▸ Complete o seguinte
1. Segundo o texto sobre a dívida europeia, quantos bancos utilizaram a linha de crédito na segunda etapa da LTRO?
2. Retome o texto sobre a dívida europeia e a LTRO a partir do ponto em que termina.

──────── Texto extraído

LTRO = Lourdes Treatment and
Resuscitation Option
Satyajit Das |
por Satyajit Das
[*]
O tempo para
chegar a soluções ao problema da dívida europeia está a ficar cada vez
mais curto.
As esperanças
recentes confiavam no êxito aparente da LTRO –
Long Term Refinancing Operation, mais apropriadamente alcunhada como
Lourdes Treatment and Resuscitation Option – do Banco Central Europeu
(BCE). Em Dezembro de 2011 e Fevereiro de 2012, o BCE ofereceu financiamento
ilimitado a bancos europeus à taxa de 1% para três anos, substituindo um
programa anterior de 12 meses. Os bancos retiraram mais de 1 trilhão de euros
sob esta linha de crédito – €489 bilhões na primeira etapa e €529,5 bilhões na
segunda. A participação entre os bancos europeu foi generalizada, especialmente
na segunda etapa em que cerca de 800 bancos utilizaram a linha de crédito.

────────────────
──────── Informação fornecida

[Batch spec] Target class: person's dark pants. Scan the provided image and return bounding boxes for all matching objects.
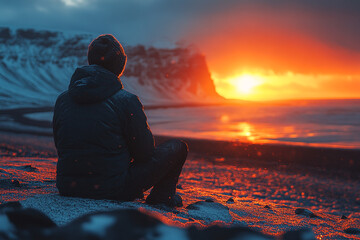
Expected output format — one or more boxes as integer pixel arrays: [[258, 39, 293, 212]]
[[124, 140, 188, 201]]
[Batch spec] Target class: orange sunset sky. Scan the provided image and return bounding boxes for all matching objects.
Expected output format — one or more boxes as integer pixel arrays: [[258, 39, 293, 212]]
[[189, 1, 360, 100], [0, 0, 360, 100]]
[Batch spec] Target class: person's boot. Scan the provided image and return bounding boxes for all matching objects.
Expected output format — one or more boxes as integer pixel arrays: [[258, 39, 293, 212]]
[[145, 193, 183, 208]]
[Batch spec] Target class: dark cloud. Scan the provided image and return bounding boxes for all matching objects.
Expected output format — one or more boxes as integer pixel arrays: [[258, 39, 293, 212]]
[[0, 0, 360, 50]]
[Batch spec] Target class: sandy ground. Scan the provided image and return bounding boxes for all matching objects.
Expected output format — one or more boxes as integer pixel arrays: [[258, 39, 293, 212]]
[[0, 133, 360, 239]]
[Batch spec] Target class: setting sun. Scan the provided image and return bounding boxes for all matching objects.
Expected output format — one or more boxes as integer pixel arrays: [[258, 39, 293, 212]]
[[231, 74, 261, 94]]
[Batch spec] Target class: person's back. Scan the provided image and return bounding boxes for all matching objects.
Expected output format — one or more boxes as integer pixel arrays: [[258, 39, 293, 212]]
[[53, 35, 187, 205]]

────────────────

▸ Respostas às tarefas
1. Cerca de 800 bancos.

2.
Os fundos tomados emprestados
foram utilizados para comprar títulos de governos, retirar ou reembolsar
empréstimos existentes mais caros e os fundos excedentes foram redepositados no
BCE. A primeira utilização implicou que bancos ao tomarem emprestado a 1%
compraram títulos de dívida soberana com rendimento mais elevado, tais como
títulos espanhóis e italianos que pagam 5,5%. Isto permitiu aos bancos lucros de
um carry
trade aprovado
oficialmente – conhecido como Sarkô
em homenagem ao presidente francês.
A LTRO
proporcionou financiamento tanto para países soberanos acossados como para
bancos, a qual precisou elevar a cerca de €1,9 trilhões em 2012. Isto ajudou a
reduzir taxas de juro para países como a Espanha e a Itália. Também ajudou
bancos a aumentar veladamente o capital, através dos lucros ganhos com o
diferencial entre o custo dos empréstimos do BCE e o retorno disponível com os
títulos soberanos.
A LTRO foi
muito engenhosa, efetivamente monetizando dívida (imprimindo dinheiro) sem
romper tratados europeu ou os estatutos do BCE.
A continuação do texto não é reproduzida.